▸ TASK PROMPT: Please copy the rows below word for word, starting at the first line and ending with the line that contains "M 269 423 L", both included.

Recorded data:

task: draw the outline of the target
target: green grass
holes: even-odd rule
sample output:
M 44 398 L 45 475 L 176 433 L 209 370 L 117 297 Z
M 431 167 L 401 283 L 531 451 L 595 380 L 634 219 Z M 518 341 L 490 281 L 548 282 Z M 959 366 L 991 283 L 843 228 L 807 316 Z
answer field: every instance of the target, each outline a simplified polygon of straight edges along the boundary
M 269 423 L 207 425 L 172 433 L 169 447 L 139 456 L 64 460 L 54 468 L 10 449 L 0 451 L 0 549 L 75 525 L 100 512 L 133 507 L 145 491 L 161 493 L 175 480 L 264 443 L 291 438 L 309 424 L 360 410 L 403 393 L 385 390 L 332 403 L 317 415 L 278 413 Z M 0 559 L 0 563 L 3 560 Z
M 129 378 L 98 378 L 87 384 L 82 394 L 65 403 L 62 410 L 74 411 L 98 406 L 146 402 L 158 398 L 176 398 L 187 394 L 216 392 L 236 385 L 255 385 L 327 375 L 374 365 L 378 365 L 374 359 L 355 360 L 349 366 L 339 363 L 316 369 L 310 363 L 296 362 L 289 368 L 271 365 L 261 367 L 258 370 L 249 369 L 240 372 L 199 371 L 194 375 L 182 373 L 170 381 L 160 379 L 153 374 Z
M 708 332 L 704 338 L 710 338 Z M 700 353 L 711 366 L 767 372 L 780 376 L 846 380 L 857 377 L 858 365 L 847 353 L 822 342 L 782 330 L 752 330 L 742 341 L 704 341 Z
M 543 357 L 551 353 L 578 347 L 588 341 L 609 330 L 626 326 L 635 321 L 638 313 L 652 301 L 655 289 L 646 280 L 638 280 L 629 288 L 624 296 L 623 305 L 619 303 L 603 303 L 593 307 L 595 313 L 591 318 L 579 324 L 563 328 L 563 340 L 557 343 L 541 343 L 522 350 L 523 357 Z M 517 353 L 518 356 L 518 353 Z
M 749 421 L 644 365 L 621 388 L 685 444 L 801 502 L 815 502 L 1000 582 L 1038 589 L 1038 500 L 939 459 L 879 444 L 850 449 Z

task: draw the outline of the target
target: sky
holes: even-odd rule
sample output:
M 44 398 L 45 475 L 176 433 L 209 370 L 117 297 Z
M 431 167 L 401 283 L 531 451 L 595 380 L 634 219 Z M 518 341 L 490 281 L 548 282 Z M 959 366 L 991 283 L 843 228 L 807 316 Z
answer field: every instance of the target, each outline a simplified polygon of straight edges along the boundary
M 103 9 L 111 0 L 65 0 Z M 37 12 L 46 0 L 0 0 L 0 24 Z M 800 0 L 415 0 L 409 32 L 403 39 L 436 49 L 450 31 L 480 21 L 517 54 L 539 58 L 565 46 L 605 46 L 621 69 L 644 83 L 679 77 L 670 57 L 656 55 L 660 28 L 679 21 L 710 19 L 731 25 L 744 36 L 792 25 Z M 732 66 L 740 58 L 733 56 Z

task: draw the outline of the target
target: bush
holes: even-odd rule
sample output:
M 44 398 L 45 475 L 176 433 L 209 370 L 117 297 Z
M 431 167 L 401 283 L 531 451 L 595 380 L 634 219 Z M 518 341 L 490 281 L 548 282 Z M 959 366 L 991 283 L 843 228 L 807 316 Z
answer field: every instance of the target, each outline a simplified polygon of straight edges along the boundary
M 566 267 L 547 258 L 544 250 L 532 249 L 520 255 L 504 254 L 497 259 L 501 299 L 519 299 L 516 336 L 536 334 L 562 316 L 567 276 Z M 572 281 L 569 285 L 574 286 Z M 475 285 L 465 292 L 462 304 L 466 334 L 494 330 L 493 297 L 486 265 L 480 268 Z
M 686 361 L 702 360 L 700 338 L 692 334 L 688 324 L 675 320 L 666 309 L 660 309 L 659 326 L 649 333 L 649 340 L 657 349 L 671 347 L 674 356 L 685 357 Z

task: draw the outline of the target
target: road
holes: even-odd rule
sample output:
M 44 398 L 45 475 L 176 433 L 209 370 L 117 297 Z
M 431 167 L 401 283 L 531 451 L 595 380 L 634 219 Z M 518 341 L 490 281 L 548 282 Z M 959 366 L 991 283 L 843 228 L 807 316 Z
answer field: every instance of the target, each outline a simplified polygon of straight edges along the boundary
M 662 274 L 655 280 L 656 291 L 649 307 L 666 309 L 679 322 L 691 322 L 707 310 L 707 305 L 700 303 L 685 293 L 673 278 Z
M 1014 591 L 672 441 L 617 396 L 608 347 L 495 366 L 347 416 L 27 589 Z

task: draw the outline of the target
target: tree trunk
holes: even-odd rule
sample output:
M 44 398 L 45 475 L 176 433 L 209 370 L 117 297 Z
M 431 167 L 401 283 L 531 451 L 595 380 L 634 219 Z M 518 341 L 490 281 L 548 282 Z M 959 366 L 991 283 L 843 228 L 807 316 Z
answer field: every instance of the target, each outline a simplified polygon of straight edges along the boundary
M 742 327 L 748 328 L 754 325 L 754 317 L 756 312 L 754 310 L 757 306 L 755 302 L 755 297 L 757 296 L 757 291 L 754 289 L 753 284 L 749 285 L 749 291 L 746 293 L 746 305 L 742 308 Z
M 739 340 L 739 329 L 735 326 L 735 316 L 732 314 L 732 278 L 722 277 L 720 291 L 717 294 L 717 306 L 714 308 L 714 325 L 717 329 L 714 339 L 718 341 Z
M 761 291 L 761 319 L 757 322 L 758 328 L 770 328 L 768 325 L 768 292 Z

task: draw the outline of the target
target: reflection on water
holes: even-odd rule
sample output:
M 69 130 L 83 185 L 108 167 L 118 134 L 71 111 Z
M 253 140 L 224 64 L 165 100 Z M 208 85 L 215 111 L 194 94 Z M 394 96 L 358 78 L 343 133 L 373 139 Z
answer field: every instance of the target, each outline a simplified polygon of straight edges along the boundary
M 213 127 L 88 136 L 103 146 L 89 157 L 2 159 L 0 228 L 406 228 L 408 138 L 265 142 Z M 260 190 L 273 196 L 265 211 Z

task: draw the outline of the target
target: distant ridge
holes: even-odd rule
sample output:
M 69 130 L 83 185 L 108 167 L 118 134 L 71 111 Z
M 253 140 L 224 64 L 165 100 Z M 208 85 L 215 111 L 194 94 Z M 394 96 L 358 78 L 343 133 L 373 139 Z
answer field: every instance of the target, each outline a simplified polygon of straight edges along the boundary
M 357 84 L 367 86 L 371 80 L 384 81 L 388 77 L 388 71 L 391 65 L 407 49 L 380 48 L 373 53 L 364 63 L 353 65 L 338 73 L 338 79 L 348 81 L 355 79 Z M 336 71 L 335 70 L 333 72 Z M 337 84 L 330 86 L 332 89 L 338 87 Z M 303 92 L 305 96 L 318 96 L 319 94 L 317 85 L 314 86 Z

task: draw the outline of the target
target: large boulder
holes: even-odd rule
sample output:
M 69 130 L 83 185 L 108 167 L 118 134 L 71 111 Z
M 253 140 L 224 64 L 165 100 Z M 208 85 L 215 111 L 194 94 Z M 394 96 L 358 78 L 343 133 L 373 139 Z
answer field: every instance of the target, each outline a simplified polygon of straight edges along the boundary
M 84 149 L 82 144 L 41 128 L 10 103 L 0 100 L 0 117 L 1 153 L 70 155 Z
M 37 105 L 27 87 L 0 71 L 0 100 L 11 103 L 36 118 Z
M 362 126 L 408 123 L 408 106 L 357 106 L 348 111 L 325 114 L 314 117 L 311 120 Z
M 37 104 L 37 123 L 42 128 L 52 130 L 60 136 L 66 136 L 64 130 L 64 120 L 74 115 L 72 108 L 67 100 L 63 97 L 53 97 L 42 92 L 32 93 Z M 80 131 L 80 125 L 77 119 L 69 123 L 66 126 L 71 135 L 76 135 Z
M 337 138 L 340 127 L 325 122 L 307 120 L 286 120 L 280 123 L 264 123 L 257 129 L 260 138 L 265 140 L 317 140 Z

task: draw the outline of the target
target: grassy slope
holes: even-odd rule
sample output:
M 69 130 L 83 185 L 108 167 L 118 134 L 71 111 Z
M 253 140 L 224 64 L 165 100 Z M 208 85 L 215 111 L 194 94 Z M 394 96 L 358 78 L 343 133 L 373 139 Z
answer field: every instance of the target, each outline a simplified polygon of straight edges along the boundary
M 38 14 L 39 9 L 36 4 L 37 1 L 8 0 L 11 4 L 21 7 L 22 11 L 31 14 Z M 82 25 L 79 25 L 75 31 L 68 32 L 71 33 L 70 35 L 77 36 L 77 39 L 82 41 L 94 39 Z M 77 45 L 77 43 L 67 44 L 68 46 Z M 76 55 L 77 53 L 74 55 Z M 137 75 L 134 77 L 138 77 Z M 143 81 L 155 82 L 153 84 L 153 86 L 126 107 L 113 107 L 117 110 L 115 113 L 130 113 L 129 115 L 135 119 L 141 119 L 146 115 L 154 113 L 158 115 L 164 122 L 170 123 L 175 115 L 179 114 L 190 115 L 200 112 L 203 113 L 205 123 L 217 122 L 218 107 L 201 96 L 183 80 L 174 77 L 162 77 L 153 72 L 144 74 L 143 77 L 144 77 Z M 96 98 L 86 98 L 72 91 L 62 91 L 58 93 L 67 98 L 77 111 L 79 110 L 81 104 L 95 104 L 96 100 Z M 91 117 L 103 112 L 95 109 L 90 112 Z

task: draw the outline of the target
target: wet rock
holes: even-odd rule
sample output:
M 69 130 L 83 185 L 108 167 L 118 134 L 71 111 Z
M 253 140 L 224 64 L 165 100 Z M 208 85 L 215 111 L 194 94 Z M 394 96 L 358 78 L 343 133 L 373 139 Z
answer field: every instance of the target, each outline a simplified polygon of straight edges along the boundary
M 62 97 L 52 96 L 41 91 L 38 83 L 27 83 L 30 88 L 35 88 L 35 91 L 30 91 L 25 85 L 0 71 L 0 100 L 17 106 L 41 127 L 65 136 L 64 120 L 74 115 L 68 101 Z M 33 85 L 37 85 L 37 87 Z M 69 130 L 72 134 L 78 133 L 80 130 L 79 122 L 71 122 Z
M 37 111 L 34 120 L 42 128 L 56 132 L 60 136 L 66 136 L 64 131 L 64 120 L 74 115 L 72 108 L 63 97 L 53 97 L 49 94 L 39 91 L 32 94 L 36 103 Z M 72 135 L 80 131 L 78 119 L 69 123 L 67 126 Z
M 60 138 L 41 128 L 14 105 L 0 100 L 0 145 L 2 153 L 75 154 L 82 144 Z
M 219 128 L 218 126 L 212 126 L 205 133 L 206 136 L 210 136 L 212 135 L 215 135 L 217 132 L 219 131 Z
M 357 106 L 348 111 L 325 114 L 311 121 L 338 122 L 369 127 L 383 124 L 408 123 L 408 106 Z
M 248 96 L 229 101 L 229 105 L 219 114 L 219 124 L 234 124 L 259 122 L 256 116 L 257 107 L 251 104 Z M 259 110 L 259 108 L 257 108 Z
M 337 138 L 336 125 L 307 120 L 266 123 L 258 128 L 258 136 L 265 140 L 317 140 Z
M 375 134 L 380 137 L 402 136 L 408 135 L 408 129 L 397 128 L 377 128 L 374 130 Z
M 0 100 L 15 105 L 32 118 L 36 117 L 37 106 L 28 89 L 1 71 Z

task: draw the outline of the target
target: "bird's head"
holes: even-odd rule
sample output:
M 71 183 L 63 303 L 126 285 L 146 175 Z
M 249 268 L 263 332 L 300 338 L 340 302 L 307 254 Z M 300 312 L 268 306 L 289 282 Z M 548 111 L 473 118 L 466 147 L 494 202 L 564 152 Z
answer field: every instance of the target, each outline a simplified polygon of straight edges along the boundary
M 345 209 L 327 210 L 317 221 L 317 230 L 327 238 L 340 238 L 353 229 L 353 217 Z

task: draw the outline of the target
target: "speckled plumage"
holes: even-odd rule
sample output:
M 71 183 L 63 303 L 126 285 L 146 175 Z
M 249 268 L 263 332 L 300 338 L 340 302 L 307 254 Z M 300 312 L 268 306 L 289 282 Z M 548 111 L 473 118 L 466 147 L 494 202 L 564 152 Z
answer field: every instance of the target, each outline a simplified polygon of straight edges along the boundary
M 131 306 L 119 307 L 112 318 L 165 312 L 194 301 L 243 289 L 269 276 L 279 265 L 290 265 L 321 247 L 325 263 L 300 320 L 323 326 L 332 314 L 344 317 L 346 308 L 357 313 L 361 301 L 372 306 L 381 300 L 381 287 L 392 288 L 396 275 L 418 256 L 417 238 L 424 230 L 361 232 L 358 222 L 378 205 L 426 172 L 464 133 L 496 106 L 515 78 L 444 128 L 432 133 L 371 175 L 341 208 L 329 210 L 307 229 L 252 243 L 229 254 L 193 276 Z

▸ COMPLETED TASK:
task: draw the outline of the target
target: green grass
holes: even-odd rule
sample output:
M 44 398 L 45 475 L 176 433 L 209 370 L 117 297 Z
M 431 167 L 401 283 L 531 451 L 595 380 L 634 219 Z M 518 341 L 490 281 L 548 282 Z M 959 366 L 991 283 L 843 228 L 807 316 Z
answer field: every instance of the target, each outline a simplified polygon of straight edges along the boundary
M 269 423 L 207 425 L 172 433 L 169 447 L 139 456 L 64 460 L 54 468 L 10 449 L 0 451 L 0 549 L 75 525 L 100 512 L 133 507 L 145 491 L 161 493 L 175 480 L 264 443 L 291 438 L 309 424 L 360 410 L 403 393 L 385 390 L 332 403 L 317 415 L 278 413 Z M 0 559 L 0 563 L 3 560 Z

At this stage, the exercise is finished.